Provided entries ▸
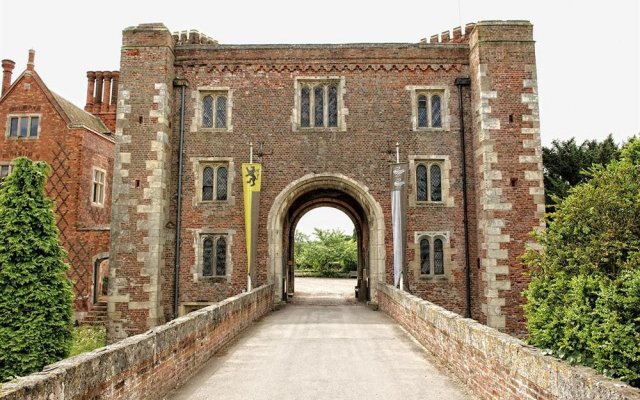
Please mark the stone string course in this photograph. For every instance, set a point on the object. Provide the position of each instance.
(149, 365)
(492, 364)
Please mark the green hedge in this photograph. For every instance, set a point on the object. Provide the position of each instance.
(35, 294)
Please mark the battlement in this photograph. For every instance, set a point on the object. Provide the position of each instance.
(456, 36)
(192, 37)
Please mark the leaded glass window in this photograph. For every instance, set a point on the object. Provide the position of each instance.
(333, 106)
(421, 182)
(221, 257)
(305, 104)
(221, 184)
(221, 112)
(438, 257)
(207, 257)
(422, 111)
(425, 260)
(207, 184)
(318, 97)
(436, 115)
(207, 111)
(436, 182)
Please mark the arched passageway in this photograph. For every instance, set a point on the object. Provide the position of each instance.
(332, 190)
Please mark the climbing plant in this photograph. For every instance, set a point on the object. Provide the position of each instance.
(583, 303)
(35, 294)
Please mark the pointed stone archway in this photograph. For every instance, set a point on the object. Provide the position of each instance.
(333, 190)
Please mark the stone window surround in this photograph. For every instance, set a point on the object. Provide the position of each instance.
(445, 174)
(30, 115)
(198, 95)
(198, 239)
(342, 110)
(93, 186)
(198, 165)
(446, 247)
(443, 91)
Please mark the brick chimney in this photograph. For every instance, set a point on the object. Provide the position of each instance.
(102, 96)
(7, 70)
(32, 56)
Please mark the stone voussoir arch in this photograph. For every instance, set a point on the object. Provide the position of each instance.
(324, 181)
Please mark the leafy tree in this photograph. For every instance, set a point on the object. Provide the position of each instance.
(565, 163)
(35, 294)
(583, 303)
(332, 252)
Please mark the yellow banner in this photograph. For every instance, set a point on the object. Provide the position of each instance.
(251, 182)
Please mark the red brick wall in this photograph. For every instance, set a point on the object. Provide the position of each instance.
(68, 152)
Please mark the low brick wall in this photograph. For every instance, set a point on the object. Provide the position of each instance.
(148, 365)
(492, 364)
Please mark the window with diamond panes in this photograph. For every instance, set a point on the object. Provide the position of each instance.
(319, 105)
(221, 257)
(429, 112)
(425, 259)
(24, 126)
(429, 182)
(207, 257)
(214, 111)
(215, 183)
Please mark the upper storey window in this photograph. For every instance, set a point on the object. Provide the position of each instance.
(23, 126)
(429, 109)
(319, 104)
(214, 109)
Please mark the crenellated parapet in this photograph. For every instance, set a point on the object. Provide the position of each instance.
(192, 37)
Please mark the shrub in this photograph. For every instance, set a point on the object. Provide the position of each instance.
(35, 294)
(583, 303)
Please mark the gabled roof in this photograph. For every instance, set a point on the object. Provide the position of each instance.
(74, 116)
(78, 117)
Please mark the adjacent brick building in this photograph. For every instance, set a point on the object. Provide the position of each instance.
(79, 147)
(324, 121)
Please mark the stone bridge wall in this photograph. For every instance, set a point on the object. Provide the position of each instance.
(148, 365)
(492, 364)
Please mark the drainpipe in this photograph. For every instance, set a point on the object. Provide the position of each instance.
(460, 82)
(176, 270)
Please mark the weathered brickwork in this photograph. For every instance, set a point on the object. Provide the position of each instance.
(146, 366)
(344, 166)
(494, 365)
(73, 142)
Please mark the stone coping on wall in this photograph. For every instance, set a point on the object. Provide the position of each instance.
(148, 365)
(495, 365)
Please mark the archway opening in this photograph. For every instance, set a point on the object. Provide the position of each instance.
(325, 257)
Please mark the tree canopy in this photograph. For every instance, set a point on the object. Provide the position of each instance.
(583, 303)
(35, 294)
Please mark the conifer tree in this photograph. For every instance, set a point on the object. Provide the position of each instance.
(35, 293)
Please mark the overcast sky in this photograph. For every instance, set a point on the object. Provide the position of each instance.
(587, 51)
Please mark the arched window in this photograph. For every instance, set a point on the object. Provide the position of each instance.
(333, 106)
(305, 105)
(422, 111)
(436, 113)
(221, 112)
(207, 184)
(207, 257)
(438, 257)
(425, 258)
(221, 184)
(436, 182)
(207, 111)
(318, 97)
(421, 182)
(221, 257)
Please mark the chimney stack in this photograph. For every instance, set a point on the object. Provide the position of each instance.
(7, 69)
(32, 56)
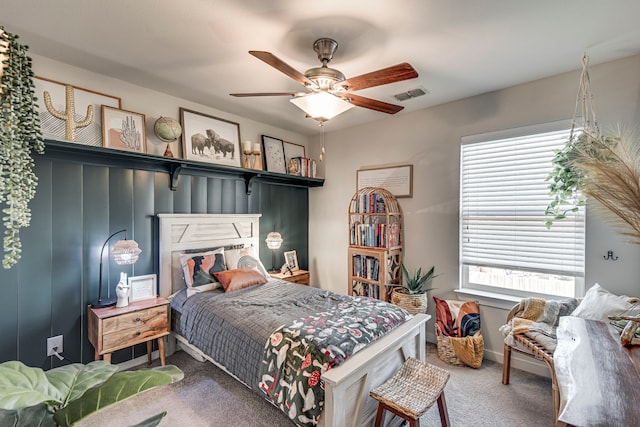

Aim of the task ▸ A word-for-word transcription of the entries above, free of images, is what is wanted.

Written solution ▸
Please mark the stone string course in this photograph. For every instance, set a point on the object. Provide the position of each instance.
(149, 365)
(492, 364)
Please mark the green hedge in this photograph. For every instance, set a point on the object. Provide the position of each instance.
(35, 294)
Please mark the battlement in this photograph. For every instance, set a point on the object. Provide the position of each instance.
(456, 36)
(192, 37)
Please mark the leaded glass window in this photograph. For every instance, set a point on the object. Provide the position of each instance.
(333, 106)
(421, 182)
(221, 257)
(305, 104)
(221, 184)
(221, 112)
(438, 257)
(207, 257)
(422, 111)
(425, 260)
(207, 184)
(318, 97)
(436, 115)
(207, 111)
(436, 182)
Please mark the arched passageway in this photograph. For every instance, set a point on the object. Provide the position of each instance.
(332, 190)
Please mark the climbing plant in this photograph. For every instance, set a point on the object. Provide the position of each instance.
(583, 303)
(35, 294)
Please mark the pointed stone archway in this photograph. For every instance, set a point on the object. Provide the position of each instance.
(333, 190)
Please mark the stone window surround in this photograph. For every instance, set a point on the object. Provide the position of each instance.
(445, 174)
(30, 115)
(198, 95)
(198, 239)
(342, 110)
(93, 186)
(198, 165)
(446, 247)
(443, 91)
Please mark the brick chimney in this photograph. For every instance, set a point on the object. Provide the position of each instance.
(102, 96)
(7, 70)
(32, 56)
Please mark the stone voussoir arch in this photograph. For every instance, set a point on the object. Provide the position of each instance.
(324, 181)
Please mark the leafy tree in this photograph. For every instance, set a point on the object. Provide the position of each instance.
(565, 163)
(35, 294)
(583, 303)
(332, 252)
Please mark the yellow banner in this photograph. For every instance, set a point on the object. Provide the position of each instance.
(251, 182)
Please mark the red brick wall in this photograph. For every instance, set a point on the object. Provide the position of each instance.
(68, 152)
Please mark the low brick wall in this photograph. For every instance, set a point on the object. Provide the position of each instance.
(148, 365)
(492, 364)
Please mark the window with diamond panes in this photograph. For every instance, set a point on the object. Provide the position of each instance.
(319, 105)
(221, 257)
(429, 112)
(425, 259)
(24, 126)
(429, 182)
(207, 257)
(214, 111)
(215, 183)
Please mark the upper storey window in this photograph. For every instance, set a point on the object. Provide the position of each instance.
(23, 126)
(429, 109)
(319, 104)
(214, 109)
Please mark the crenellated parapet in this photograph. For every instance, set a point on the object. Provide the position of each instance.
(192, 37)
Please mark the shrub in this photograph. For every instance, set a point on the object. Provide the position of each instance.
(35, 294)
(583, 303)
Please mark the gabled roof in this photograph. For every instance, set a point on the object. Provide the position of each instance.
(74, 116)
(78, 117)
Please mark the adjacent brick building in this photograph. For every instance, set a point on the object. Provide the position of each instance.
(79, 147)
(324, 121)
Please mark the stone bridge wall in this photograph. For every instance, set a point on the object. Provide the position of each instance.
(148, 365)
(492, 364)
Please mark the drainpipe in this photograph. For every instance, set a point on the object. Provide the position of each instance.
(460, 82)
(176, 270)
Please mark the weathered brickwork in this photograph. For every instance, set a point on the object. Provide the position of each instance.
(146, 366)
(344, 166)
(494, 365)
(73, 142)
Please mark the stone coping on wall in this photograph. For every instance, set a point on the object. Provide the position of each instance.
(148, 365)
(495, 365)
Please mark the archway opening in this photograph. For every instance, set a point on the object. Provide the position of each instance.
(325, 257)
Please mark the tree canopy in this photograph. For every instance, set a point on the object. Provide the position of each instance.
(583, 303)
(35, 294)
Please mark the conifer tree in this photograph. For every instance, set a point on the object. Provide the position of each instance.
(35, 293)
Please mark the overcast sky in this photograph. For every instance, set a point on the object. Provide the position of each instance.
(587, 51)
Please mark the arched window in this photograph. For every instance, set a point on the object. Provide the position of each instance.
(333, 106)
(305, 105)
(422, 111)
(436, 113)
(221, 112)
(207, 184)
(207, 257)
(438, 257)
(425, 258)
(221, 184)
(436, 182)
(207, 111)
(318, 97)
(421, 182)
(221, 257)
Please mark the chimney stack in this photograph. For every instance, set a point on the object. Provide the position of each instance.
(7, 69)
(32, 56)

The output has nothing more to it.